Pro Summary: Wilson characterized as a noble idealist whose principles have made it difficult for later presidents to develop a foreign policy based on national self-interest. (Kissinger)

Believed that America’s global influence was dependent on its selflessness

Was able to take once isolationist US into war by first asserting to the public that his administration was devoted to peace.

Affirmed that US sought no other gain than to vindicate its principles.

Based foreign policy on moralistic ideals like the spread of democracy and spread of American principles as opposed to recognizing issues with balance of power.

Had the conviction that the Anglo-Saxon race was superior and had the duty to remake world in their image

He thought peace was based on universal law and national trustworthiness instead of equilibrium and national self-assertion.

No other country has based international leadership on altruism instead of national interests.

Entrance into WWI was not based on national interests at all but rather about moral foundations and abiding by the universal law. The effect of such a moral basis leads to total victory as the only valid goal so compromise is not possible.

He didn’t understand that the war was actually based on clashing of national interests and power struggle in Europe.

Fourteen Points Speech- tried to affirm that war was being fought for moralistic ideals, as opposed to power struggle.

He immaturely supported the idea of the League of Nations

Believed in morality of the universe, and that nations of the world all interested in protecting peace

He thought the war had resulted simply out of public ignorance bt the actual causes were much more complicated.

Basic premise behind the League of nations was naive because in nearly all difficult cases nations tend to disagree about the nature of a threat or discrepancy ie. Italian aggressions and the Bosnian crisis

Inflexible in ideals

Caused by the moral foundation that he was built upon

Inflexibility evidenced by tenure at Princeton, and his many strict changes to the school

Con Summary: Wilson understood better than his nationalistic opponents the new international role that America would play in world affairs and was therefore not a naïve idealist. (Carleton)

Wilson is being judged by personality traits: double standard at work.

Wilson was said to be naïve even though he wanted to preserve a power balance by preventing Germany from being partitioned but FDR and TR supported harsh peace and forced unconditional surrender understood it.

Long term program for America today is still based on Wilsonian liberalism- advocacy of American values like collective security, self-determination, and democracy

At the Paris conference, European diplomats were impressed at Wilson’s negotiating skills: compromised too much

He repeatedly helped make compromises between liberals and conservatives in the Democratic Party and thus was able to pass the Federal Reserve Act, the Clayton Anti-Trust Law, the Federal Trade Commission, and more.

+ + + +

What you should do:
Continue the pro and con notes on Wilson as a naive idealist from the point where they end.

Excerpts from point annotation data:
+ + + +

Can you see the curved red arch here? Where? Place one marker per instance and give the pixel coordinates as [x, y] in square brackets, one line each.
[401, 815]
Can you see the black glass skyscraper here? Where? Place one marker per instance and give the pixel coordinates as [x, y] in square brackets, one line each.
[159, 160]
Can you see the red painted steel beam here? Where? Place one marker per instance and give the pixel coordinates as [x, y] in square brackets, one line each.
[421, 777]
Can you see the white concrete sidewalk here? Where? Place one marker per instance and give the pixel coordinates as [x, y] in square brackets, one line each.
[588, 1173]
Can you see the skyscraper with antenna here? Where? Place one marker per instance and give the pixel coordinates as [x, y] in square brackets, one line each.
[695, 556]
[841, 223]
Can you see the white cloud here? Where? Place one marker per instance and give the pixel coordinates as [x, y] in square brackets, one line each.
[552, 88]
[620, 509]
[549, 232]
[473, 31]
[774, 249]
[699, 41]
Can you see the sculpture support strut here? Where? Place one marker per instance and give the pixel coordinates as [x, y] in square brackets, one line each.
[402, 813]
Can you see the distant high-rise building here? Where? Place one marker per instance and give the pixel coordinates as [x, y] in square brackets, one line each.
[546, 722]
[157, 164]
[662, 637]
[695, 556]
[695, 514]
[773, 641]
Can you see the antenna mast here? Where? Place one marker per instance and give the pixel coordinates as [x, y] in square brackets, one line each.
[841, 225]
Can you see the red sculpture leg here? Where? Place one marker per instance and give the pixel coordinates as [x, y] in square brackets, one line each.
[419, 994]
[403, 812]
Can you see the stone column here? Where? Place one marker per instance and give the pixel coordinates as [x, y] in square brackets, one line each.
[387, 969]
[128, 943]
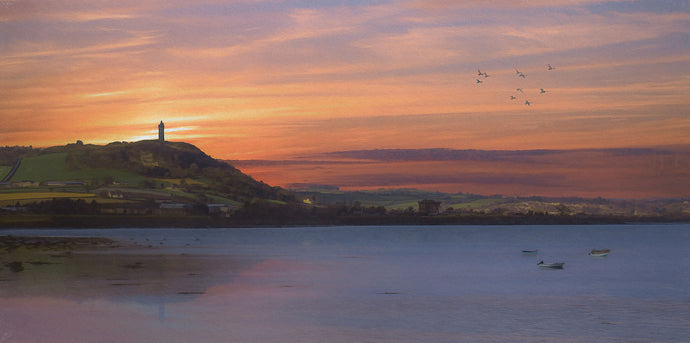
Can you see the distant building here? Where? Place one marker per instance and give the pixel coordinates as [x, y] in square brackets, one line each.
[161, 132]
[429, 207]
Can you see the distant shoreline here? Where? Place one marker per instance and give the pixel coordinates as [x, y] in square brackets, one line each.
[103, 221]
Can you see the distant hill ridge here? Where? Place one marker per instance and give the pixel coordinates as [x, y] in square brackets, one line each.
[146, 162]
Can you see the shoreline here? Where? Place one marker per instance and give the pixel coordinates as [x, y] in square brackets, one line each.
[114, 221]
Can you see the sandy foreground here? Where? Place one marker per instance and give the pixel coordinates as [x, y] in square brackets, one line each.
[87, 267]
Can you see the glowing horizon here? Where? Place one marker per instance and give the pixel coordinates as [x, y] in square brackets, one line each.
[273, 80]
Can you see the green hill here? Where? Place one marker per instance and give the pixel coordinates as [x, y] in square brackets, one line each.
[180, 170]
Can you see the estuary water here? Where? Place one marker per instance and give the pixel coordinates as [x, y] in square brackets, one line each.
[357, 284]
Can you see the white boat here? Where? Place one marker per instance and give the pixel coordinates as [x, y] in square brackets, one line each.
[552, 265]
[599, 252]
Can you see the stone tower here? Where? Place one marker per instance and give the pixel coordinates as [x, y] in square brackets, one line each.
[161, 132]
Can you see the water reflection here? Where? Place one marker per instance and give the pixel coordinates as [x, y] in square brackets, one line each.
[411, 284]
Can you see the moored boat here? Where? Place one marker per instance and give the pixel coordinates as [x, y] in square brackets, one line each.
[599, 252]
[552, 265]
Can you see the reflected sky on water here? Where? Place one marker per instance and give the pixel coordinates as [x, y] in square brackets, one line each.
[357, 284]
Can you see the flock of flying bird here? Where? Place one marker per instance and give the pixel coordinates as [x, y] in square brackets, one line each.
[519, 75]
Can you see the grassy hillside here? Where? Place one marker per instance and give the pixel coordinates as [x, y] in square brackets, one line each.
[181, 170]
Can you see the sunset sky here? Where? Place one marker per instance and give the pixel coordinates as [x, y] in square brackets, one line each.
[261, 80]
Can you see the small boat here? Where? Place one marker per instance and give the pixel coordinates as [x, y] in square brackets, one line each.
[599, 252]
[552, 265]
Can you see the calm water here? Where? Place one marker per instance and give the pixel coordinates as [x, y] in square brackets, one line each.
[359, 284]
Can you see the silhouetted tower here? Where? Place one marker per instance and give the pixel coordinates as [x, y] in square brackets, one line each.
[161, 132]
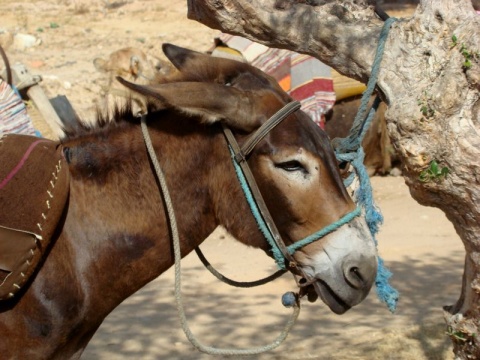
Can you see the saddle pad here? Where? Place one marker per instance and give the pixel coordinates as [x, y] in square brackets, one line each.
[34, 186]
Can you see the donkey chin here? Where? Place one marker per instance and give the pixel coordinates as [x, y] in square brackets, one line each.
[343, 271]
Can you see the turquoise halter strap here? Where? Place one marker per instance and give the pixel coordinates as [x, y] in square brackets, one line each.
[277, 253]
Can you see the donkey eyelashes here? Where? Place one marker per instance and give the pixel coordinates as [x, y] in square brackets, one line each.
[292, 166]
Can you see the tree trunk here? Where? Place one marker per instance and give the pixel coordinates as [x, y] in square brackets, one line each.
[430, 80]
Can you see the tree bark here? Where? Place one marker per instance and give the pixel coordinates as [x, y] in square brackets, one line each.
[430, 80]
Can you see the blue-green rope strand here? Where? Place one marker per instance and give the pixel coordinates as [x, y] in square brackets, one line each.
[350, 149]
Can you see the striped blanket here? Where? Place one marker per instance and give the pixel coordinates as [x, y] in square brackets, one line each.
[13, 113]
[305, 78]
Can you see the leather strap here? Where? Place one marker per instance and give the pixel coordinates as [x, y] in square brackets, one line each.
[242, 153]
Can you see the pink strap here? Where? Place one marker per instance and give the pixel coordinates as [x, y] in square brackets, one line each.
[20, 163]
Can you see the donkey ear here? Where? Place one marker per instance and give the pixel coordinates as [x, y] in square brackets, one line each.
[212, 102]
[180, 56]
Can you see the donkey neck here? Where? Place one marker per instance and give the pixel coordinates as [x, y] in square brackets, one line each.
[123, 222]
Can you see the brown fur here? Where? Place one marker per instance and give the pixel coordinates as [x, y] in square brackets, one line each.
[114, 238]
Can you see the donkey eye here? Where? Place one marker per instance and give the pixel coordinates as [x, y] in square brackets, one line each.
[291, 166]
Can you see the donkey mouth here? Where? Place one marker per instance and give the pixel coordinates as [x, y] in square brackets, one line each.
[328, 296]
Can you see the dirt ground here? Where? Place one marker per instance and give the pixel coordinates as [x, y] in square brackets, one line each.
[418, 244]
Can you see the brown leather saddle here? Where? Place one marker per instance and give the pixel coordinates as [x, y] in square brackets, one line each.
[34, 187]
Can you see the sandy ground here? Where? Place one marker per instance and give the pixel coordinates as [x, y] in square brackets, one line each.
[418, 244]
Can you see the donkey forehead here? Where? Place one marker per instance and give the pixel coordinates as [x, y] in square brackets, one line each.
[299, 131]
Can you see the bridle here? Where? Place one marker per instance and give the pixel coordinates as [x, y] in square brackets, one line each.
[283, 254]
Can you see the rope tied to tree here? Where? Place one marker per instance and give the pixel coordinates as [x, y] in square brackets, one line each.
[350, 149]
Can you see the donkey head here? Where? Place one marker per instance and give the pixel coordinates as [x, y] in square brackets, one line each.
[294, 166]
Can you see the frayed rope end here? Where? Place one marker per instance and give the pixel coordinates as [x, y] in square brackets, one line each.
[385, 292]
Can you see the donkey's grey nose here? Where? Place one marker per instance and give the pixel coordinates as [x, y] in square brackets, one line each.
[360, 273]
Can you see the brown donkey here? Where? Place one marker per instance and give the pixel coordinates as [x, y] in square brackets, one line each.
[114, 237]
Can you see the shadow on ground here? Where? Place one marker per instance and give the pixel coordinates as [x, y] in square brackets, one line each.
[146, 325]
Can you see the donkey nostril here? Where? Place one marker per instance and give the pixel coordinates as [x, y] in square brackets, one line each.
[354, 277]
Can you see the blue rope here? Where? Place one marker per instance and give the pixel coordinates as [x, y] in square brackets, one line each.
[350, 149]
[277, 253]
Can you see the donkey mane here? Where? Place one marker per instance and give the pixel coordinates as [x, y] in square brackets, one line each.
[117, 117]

+ + + +

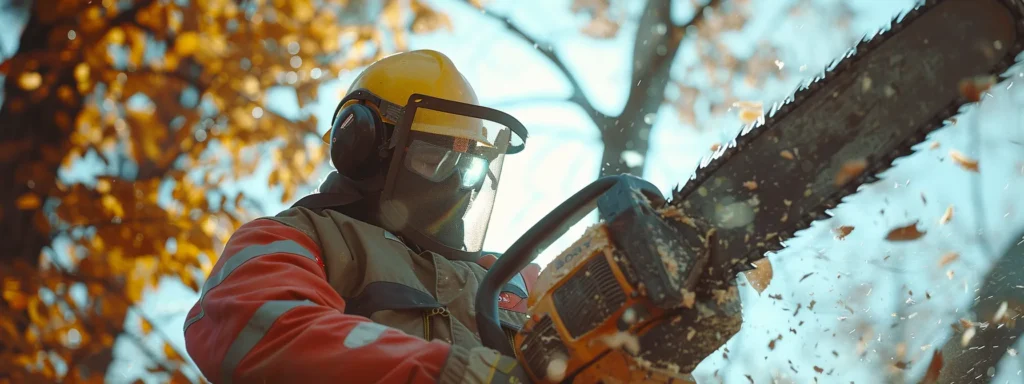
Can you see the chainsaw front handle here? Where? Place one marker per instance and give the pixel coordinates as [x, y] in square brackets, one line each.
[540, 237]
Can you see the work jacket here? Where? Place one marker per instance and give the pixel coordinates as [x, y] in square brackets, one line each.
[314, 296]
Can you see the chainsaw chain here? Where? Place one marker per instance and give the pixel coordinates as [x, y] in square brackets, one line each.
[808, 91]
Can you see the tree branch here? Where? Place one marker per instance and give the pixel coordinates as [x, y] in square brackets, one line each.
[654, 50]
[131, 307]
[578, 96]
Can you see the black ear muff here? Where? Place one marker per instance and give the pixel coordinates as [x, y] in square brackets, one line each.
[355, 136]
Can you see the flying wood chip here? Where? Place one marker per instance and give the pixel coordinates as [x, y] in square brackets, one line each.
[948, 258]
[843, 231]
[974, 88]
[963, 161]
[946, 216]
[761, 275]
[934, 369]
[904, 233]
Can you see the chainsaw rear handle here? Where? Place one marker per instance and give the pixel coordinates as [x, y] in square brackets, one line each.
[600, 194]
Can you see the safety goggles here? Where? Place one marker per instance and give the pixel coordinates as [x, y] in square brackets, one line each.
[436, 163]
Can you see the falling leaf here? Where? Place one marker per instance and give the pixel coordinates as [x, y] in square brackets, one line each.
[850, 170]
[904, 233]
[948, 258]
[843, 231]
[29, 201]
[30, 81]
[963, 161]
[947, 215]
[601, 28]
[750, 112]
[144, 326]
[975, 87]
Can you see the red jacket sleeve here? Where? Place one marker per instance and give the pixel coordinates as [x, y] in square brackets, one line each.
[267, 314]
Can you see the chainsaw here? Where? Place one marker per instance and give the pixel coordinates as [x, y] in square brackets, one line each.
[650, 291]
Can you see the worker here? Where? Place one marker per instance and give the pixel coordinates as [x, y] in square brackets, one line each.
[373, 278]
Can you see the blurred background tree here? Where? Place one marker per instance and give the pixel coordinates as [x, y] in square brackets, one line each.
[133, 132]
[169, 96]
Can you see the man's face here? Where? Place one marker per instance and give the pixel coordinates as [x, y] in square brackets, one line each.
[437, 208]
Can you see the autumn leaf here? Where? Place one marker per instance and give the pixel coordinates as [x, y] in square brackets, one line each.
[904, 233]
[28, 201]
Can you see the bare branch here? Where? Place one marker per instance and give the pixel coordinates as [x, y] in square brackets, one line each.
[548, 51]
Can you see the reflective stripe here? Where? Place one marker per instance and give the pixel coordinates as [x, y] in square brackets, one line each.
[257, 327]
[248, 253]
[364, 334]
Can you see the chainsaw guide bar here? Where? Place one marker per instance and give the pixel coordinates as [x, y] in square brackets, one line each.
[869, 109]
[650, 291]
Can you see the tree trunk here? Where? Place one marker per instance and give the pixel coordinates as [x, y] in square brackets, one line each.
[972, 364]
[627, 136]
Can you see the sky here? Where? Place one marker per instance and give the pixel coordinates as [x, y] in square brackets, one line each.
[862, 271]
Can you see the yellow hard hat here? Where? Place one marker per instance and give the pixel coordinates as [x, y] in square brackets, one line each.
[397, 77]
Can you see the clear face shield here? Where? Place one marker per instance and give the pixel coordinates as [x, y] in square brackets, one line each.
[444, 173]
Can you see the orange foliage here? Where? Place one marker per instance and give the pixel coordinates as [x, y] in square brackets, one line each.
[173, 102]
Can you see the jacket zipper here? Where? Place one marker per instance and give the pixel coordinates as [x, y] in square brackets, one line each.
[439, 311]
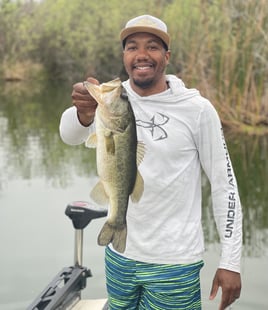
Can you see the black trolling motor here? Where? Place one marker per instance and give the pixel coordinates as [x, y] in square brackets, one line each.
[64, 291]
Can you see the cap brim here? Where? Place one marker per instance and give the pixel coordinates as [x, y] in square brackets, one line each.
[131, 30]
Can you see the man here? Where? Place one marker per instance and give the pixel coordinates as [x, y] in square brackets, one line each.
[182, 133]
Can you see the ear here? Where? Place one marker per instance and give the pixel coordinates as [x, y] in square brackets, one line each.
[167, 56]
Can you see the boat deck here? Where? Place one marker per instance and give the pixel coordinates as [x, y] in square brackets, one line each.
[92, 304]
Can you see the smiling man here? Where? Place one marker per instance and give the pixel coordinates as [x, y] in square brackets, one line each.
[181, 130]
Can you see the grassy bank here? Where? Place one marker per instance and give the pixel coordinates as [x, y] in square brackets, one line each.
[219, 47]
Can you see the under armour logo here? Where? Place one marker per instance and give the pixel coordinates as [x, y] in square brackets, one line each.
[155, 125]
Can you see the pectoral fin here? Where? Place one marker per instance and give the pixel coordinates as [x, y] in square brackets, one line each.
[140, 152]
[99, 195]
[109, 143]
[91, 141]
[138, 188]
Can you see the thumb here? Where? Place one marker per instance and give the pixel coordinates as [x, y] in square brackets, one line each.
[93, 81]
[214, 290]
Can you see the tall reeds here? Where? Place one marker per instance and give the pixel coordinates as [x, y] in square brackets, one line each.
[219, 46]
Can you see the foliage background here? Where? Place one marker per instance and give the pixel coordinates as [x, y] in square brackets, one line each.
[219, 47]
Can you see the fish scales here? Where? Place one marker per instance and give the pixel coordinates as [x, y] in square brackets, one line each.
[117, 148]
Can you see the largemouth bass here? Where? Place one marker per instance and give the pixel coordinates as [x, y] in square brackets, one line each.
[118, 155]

+ + + +

Exercise answer:
In truth, Wilson ‘compromised too much.’ Claim that he is stubborn is based entirely from fight in the Senate over ratification of the League of Nations

Claim that he killed his own brainchild, the League of Nations, is unfounded in that Wilson knew that even if he attempted to appease the southerners, Lodge would eventually put enough reservations on it so as to emasculate it.

Truly shows Wilson’s determination and consistency in wanting to create a fully functional League

Wilson had already attempted to satisfy Lodge with the inclusion of safeguards in the Leauge, but Lodge continued to use the Reservations to change the entire proposal

If Wilson had tried to go on with Lodge’s reservations, other Nations probably wouldn’t even join because of the fact that the other nations had to become signees before America even signed on, and thus they became suspicious of the agreement.

Wilson’s ideals and principles were not even naïve

Wilson’s peace without Victory speech demonstrates he had a clear understanding of the balance of power.

Able to steer US from war with Mexico, despite tensions, and used diplomatic understanding to help the Mexican revolution be successful.

He understood that the only way to prevent war in the future was through collective security- League of Nations. Comparable to today’s UN

Knew that dividing Germany would not help create a power balance.

Able to keep up with need for domestic social reform

Wilson’s invasion of Haiti in 1915 ended bloody civil war

Administration expanded American bureaucracy and was the inspiration for FDR’s New Deal.

The Treaty of Versailles was the best peace it could have been considering the circumstances and brought forth many revolutionary ideas: The mandate system helped prepare colonies for independence, preventing portioning of Germany, success in confining German responsibilities to civilian damage and Allied military pensions instead of the whole cost of the war.